■ Prompt
Reproduce the material below word for word, from its first line through the line containing "pixel 651 12", inclusive.

■ Task data

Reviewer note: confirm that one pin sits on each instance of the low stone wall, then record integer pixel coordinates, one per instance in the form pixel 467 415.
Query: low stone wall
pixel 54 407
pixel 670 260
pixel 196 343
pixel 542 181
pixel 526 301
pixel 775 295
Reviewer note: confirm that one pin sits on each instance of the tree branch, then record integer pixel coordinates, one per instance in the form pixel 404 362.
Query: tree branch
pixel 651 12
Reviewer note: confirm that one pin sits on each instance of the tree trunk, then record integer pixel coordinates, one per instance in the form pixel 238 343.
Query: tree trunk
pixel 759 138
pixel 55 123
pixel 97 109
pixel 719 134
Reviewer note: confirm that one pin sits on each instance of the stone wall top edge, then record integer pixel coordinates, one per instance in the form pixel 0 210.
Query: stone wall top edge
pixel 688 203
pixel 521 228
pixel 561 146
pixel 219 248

■ Expected answer
Reviewer note: confirm that one pin sits on each instance of the low stone wall, then record integer pixel coordinates, one per instance in the form pixel 467 415.
Query: low stone wall
pixel 54 407
pixel 670 260
pixel 196 343
pixel 542 181
pixel 526 301
pixel 775 295
Reviewer note: confirm that one pin sits on each instance of the tree branch, then record integer pixel coordinates, one per instance in the form pixel 404 362.
Query: tree branch
pixel 651 12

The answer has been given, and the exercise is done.